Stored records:
****
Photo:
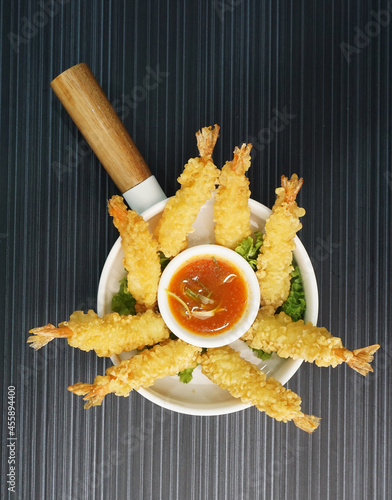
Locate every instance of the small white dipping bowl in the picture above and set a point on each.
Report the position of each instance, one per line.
(242, 324)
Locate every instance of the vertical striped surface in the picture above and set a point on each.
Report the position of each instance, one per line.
(325, 67)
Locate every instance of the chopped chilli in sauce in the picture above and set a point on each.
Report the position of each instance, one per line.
(207, 295)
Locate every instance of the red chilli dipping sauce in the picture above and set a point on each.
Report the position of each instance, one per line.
(207, 295)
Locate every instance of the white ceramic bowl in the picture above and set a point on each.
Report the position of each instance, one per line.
(200, 396)
(243, 323)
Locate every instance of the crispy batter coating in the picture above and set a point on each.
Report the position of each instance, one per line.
(109, 335)
(197, 181)
(169, 358)
(231, 210)
(296, 340)
(141, 257)
(274, 263)
(242, 379)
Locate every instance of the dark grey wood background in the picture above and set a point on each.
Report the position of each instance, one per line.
(308, 83)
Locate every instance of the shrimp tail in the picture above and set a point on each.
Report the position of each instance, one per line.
(361, 359)
(307, 423)
(206, 140)
(44, 334)
(241, 159)
(118, 210)
(93, 393)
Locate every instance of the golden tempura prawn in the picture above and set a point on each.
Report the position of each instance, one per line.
(109, 335)
(243, 380)
(274, 263)
(197, 181)
(299, 340)
(141, 257)
(168, 358)
(231, 210)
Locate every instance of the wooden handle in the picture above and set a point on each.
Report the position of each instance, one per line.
(88, 106)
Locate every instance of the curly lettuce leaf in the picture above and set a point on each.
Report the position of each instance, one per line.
(123, 302)
(186, 375)
(295, 304)
(249, 248)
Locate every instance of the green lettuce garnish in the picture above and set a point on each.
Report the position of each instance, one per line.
(249, 248)
(186, 375)
(123, 302)
(295, 304)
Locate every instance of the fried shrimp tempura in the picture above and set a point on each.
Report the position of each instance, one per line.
(242, 379)
(141, 258)
(197, 181)
(274, 263)
(231, 210)
(297, 339)
(169, 358)
(109, 335)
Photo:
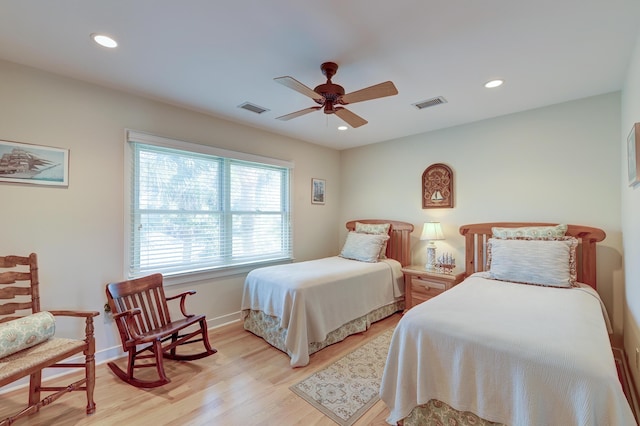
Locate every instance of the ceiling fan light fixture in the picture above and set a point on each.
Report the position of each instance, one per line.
(253, 107)
(493, 84)
(430, 102)
(104, 40)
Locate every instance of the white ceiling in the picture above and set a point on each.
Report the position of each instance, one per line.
(212, 55)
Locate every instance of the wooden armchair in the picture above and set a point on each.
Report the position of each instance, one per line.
(140, 310)
(19, 285)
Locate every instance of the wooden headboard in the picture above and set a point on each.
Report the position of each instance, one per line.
(399, 244)
(476, 236)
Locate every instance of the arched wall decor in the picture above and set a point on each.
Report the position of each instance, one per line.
(437, 187)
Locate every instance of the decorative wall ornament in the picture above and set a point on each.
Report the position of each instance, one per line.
(317, 191)
(437, 186)
(34, 164)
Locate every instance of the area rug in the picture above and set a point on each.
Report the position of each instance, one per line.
(346, 389)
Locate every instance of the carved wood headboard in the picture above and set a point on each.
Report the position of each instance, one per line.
(476, 236)
(399, 244)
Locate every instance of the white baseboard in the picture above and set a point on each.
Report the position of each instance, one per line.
(108, 354)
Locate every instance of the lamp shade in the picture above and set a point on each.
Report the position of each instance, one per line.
(432, 231)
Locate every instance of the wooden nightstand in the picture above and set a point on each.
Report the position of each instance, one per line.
(421, 285)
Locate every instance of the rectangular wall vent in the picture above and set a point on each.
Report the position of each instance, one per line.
(430, 102)
(253, 107)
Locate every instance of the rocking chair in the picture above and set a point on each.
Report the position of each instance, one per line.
(140, 310)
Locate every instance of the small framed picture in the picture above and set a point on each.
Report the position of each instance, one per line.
(317, 191)
(633, 154)
(33, 164)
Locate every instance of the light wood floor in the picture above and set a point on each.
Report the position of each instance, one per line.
(245, 383)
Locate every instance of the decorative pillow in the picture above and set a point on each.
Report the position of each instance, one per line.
(375, 228)
(363, 247)
(23, 333)
(530, 232)
(547, 262)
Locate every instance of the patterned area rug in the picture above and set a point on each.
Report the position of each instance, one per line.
(346, 389)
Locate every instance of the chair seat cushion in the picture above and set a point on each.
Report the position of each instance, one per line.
(53, 350)
(22, 333)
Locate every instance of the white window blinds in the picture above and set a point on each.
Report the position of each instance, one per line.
(195, 208)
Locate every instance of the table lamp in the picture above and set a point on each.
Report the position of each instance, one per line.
(431, 231)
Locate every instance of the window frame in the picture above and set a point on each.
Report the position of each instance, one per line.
(171, 278)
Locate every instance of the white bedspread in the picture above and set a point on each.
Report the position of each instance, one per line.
(517, 354)
(315, 297)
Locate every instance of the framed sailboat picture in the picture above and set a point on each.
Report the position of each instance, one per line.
(437, 187)
(33, 164)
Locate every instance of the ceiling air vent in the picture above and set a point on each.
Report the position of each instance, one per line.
(430, 102)
(252, 107)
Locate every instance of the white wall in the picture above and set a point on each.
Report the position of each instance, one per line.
(557, 164)
(78, 232)
(631, 216)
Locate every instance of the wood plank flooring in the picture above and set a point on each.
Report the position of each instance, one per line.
(245, 383)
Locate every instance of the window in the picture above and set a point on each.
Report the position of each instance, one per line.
(194, 208)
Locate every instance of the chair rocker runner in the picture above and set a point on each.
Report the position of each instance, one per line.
(140, 310)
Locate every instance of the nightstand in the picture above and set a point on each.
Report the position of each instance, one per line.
(421, 285)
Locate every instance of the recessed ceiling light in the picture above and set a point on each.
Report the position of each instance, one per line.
(493, 83)
(104, 40)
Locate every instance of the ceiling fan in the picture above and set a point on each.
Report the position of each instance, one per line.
(329, 96)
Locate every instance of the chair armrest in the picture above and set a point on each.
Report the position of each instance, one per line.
(85, 314)
(183, 297)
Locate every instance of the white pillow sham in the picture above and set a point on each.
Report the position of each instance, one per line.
(536, 232)
(363, 247)
(375, 228)
(540, 262)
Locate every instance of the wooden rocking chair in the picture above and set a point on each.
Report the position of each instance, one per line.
(140, 310)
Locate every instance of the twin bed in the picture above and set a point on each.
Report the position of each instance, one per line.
(522, 341)
(303, 307)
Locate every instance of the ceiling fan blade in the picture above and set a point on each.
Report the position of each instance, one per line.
(294, 84)
(352, 119)
(372, 92)
(297, 113)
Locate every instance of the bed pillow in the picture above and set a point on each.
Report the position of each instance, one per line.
(530, 232)
(25, 332)
(363, 247)
(547, 262)
(375, 228)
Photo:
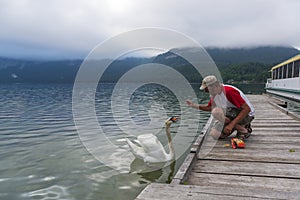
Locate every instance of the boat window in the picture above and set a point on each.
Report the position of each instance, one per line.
(280, 73)
(296, 68)
(277, 73)
(290, 69)
(284, 71)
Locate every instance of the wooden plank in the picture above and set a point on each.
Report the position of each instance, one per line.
(248, 168)
(156, 191)
(268, 168)
(247, 182)
(277, 155)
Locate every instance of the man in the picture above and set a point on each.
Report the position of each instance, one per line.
(227, 99)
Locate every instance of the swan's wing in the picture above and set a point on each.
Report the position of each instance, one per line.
(136, 150)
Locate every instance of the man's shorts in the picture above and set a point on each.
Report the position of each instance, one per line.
(232, 113)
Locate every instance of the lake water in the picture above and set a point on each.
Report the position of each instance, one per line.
(42, 155)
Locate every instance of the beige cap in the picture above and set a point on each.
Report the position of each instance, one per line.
(208, 80)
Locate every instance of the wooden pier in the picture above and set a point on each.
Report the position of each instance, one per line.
(268, 168)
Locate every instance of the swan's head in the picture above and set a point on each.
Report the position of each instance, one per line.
(171, 120)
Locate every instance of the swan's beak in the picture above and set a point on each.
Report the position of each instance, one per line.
(171, 120)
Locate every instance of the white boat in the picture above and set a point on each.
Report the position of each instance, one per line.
(285, 79)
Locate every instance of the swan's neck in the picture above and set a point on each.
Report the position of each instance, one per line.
(171, 147)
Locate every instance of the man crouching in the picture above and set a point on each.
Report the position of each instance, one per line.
(229, 106)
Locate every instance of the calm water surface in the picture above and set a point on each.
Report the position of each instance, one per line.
(42, 156)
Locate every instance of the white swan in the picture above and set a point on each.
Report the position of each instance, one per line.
(150, 149)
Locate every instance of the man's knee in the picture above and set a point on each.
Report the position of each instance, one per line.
(218, 114)
(215, 133)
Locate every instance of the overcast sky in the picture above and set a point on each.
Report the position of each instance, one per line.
(72, 28)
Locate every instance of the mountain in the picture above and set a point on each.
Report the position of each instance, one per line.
(239, 64)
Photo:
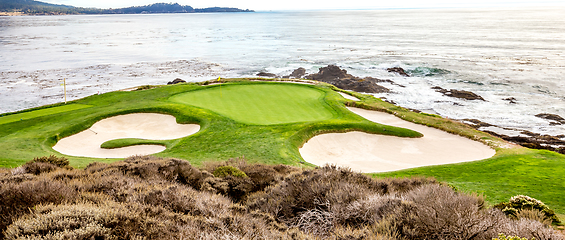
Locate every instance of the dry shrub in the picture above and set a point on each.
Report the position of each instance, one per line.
(37, 168)
(369, 210)
(109, 220)
(258, 177)
(17, 198)
(438, 212)
(327, 188)
(57, 161)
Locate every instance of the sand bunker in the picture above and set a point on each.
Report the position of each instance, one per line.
(138, 125)
(378, 153)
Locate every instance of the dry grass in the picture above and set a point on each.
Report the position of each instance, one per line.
(150, 198)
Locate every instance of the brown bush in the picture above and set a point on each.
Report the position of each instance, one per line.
(17, 198)
(145, 197)
(437, 212)
(327, 188)
(57, 161)
(37, 168)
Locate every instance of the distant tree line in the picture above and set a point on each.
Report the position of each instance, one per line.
(40, 8)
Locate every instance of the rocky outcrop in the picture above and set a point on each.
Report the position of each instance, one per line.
(526, 138)
(297, 73)
(459, 94)
(176, 81)
(340, 78)
(511, 100)
(266, 74)
(400, 71)
(557, 120)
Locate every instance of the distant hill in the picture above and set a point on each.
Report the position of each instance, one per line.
(41, 8)
(31, 7)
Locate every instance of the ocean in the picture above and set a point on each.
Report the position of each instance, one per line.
(496, 53)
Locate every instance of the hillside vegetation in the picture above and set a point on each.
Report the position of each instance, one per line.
(31, 133)
(151, 198)
(36, 7)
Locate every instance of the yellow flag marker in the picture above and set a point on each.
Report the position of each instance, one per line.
(65, 88)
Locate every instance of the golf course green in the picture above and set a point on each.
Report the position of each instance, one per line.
(267, 122)
(261, 104)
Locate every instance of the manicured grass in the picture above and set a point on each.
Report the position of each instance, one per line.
(229, 134)
(220, 137)
(261, 104)
(537, 173)
(40, 112)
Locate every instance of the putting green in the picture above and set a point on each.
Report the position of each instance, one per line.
(261, 104)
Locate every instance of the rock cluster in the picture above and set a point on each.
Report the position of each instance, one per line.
(398, 70)
(176, 81)
(557, 120)
(340, 78)
(459, 94)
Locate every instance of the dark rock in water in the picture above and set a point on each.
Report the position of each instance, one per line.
(511, 100)
(297, 73)
(552, 117)
(526, 138)
(265, 74)
(176, 81)
(340, 78)
(383, 80)
(459, 94)
(398, 70)
(477, 123)
(330, 73)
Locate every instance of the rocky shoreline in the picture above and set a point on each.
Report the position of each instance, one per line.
(340, 78)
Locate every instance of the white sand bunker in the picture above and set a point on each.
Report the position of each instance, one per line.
(379, 153)
(138, 125)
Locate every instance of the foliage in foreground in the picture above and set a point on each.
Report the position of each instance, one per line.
(520, 205)
(145, 197)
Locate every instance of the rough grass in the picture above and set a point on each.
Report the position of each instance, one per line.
(262, 104)
(219, 138)
(536, 173)
(38, 113)
(511, 172)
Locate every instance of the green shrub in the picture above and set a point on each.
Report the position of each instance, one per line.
(57, 161)
(521, 202)
(225, 171)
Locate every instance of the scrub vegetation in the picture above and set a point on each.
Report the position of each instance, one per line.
(154, 198)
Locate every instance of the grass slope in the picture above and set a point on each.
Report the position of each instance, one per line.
(220, 137)
(39, 113)
(537, 173)
(262, 104)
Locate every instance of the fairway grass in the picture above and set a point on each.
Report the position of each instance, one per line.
(242, 132)
(261, 104)
(40, 113)
(537, 173)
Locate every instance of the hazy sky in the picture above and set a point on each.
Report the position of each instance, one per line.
(315, 4)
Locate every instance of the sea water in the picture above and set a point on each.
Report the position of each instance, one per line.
(495, 53)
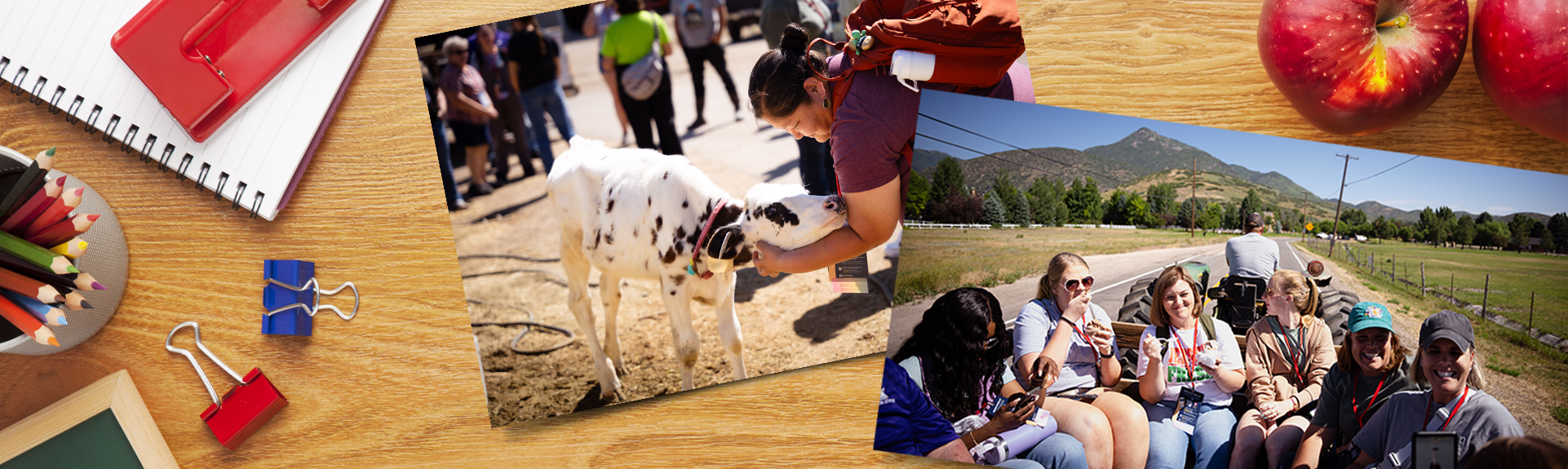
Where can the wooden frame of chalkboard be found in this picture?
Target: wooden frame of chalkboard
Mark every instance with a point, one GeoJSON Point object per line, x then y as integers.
{"type": "Point", "coordinates": [115, 394]}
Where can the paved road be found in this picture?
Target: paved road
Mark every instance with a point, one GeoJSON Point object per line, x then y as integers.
{"type": "Point", "coordinates": [1114, 277]}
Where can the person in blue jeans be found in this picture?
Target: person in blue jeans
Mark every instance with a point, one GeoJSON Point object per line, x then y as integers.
{"type": "Point", "coordinates": [1194, 355]}
{"type": "Point", "coordinates": [960, 355]}
{"type": "Point", "coordinates": [535, 66]}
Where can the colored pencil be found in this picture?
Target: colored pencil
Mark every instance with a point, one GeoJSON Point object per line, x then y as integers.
{"type": "Point", "coordinates": [30, 325]}
{"type": "Point", "coordinates": [71, 248]}
{"type": "Point", "coordinates": [30, 287]}
{"type": "Point", "coordinates": [61, 281]}
{"type": "Point", "coordinates": [24, 215]}
{"type": "Point", "coordinates": [59, 265]}
{"type": "Point", "coordinates": [32, 179]}
{"type": "Point", "coordinates": [68, 201]}
{"type": "Point", "coordinates": [27, 251]}
{"type": "Point", "coordinates": [76, 302]}
{"type": "Point", "coordinates": [63, 231]}
{"type": "Point", "coordinates": [44, 312]}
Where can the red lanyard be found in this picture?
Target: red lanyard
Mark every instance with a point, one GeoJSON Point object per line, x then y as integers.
{"type": "Point", "coordinates": [1451, 414]}
{"type": "Point", "coordinates": [1189, 353]}
{"type": "Point", "coordinates": [1357, 409]}
{"type": "Point", "coordinates": [1291, 348]}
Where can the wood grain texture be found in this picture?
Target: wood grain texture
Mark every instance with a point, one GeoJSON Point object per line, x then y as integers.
{"type": "Point", "coordinates": [399, 385]}
{"type": "Point", "coordinates": [1195, 61]}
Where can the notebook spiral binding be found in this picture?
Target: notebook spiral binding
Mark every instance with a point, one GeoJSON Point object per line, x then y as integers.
{"type": "Point", "coordinates": [165, 162]}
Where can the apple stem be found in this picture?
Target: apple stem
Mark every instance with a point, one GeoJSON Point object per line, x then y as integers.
{"type": "Point", "coordinates": [1397, 22]}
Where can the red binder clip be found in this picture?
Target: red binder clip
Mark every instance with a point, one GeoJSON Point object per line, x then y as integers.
{"type": "Point", "coordinates": [243, 408]}
{"type": "Point", "coordinates": [206, 59]}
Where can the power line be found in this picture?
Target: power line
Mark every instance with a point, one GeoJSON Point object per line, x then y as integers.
{"type": "Point", "coordinates": [1380, 173]}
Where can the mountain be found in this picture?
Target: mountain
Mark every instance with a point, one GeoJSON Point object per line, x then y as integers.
{"type": "Point", "coordinates": [1153, 153]}
{"type": "Point", "coordinates": [1042, 162]}
{"type": "Point", "coordinates": [927, 159]}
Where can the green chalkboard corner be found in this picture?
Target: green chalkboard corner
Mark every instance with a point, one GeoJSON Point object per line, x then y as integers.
{"type": "Point", "coordinates": [98, 441]}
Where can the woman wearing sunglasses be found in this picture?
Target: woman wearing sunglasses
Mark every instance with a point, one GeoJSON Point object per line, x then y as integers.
{"type": "Point", "coordinates": [1064, 326]}
{"type": "Point", "coordinates": [1287, 355]}
{"type": "Point", "coordinates": [959, 358]}
{"type": "Point", "coordinates": [1187, 363]}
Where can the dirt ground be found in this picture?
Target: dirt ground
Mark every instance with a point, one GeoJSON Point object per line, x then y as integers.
{"type": "Point", "coordinates": [508, 245]}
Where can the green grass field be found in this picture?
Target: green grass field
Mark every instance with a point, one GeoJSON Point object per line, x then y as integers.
{"type": "Point", "coordinates": [1506, 352]}
{"type": "Point", "coordinates": [937, 261]}
{"type": "Point", "coordinates": [1513, 277]}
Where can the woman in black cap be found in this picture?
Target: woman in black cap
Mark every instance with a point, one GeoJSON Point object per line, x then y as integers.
{"type": "Point", "coordinates": [1455, 404]}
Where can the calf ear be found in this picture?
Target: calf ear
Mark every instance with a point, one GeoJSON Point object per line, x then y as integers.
{"type": "Point", "coordinates": [724, 248]}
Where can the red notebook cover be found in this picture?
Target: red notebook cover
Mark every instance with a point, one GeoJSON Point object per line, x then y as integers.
{"type": "Point", "coordinates": [206, 59]}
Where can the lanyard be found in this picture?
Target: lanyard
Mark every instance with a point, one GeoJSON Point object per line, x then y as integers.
{"type": "Point", "coordinates": [1291, 347]}
{"type": "Point", "coordinates": [1355, 408]}
{"type": "Point", "coordinates": [1451, 414]}
{"type": "Point", "coordinates": [1187, 353]}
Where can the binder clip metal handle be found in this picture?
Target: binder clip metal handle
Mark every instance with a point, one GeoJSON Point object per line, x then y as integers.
{"type": "Point", "coordinates": [316, 285]}
{"type": "Point", "coordinates": [168, 344]}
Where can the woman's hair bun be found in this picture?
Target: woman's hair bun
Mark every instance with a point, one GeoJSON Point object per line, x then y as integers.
{"type": "Point", "coordinates": [794, 38]}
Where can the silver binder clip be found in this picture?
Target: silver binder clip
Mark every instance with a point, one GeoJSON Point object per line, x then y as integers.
{"type": "Point", "coordinates": [317, 305]}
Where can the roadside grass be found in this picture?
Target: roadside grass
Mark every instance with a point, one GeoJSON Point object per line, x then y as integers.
{"type": "Point", "coordinates": [937, 261]}
{"type": "Point", "coordinates": [1503, 350]}
{"type": "Point", "coordinates": [1513, 277]}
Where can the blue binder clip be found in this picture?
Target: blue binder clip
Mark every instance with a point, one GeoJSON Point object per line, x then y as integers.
{"type": "Point", "coordinates": [294, 297]}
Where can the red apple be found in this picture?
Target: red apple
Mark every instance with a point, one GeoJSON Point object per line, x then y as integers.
{"type": "Point", "coordinates": [1362, 66]}
{"type": "Point", "coordinates": [1521, 55]}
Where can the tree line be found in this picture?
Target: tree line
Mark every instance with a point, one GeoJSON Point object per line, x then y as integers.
{"type": "Point", "coordinates": [947, 198]}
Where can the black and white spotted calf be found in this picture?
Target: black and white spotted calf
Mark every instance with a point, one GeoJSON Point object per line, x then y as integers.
{"type": "Point", "coordinates": [639, 214]}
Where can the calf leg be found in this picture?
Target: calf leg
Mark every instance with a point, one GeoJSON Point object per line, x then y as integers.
{"type": "Point", "coordinates": [729, 328]}
{"type": "Point", "coordinates": [578, 268]}
{"type": "Point", "coordinates": [678, 300]}
{"type": "Point", "coordinates": [610, 292]}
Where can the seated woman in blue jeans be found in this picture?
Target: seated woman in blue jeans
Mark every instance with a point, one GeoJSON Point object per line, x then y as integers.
{"type": "Point", "coordinates": [1185, 361]}
{"type": "Point", "coordinates": [959, 356]}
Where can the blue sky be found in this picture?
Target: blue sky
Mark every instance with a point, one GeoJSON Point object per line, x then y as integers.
{"type": "Point", "coordinates": [1423, 183]}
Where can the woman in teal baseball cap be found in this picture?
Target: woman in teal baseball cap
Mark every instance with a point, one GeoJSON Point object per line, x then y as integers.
{"type": "Point", "coordinates": [1371, 369]}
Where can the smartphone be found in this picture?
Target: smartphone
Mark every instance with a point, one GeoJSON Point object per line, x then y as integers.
{"type": "Point", "coordinates": [1435, 450]}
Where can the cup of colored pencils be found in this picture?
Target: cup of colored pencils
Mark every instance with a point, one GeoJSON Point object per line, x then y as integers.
****
Work required:
Quote only the lines from the line containing "Where can the seated" through the end of the entries, keeping the first and the last.

Task solution:
Where can the seated woman in blue jeans be found in this picture?
Target: seated woman in blue jeans
Mark every instance with a point, one GeoJSON Point object per line, x then y as integers.
{"type": "Point", "coordinates": [1185, 361]}
{"type": "Point", "coordinates": [959, 356]}
Where can the blue sky be found in this picture?
Target: blue sky
Mark every instance with a point, one GeoJSON Point object per line, x then y as integers.
{"type": "Point", "coordinates": [1423, 183]}
Where can the woman in teal baseball cap be found in this picture?
Target: woman in teal baseball cap
Mark every instance with a point, one GeoJSON Point object per line, x then y as integers.
{"type": "Point", "coordinates": [1371, 369]}
Where can the smartphone be found in this picture?
Target: smartphone
Mark every instance with a point, one GeoJSON Point object per line, x then y as integers.
{"type": "Point", "coordinates": [1435, 450]}
Where can the cup of colored pencils be found in this picture?
Target: cup of colored pencils
Mark every instance with a point, one GeoJSON Point object per line, x then y as integers.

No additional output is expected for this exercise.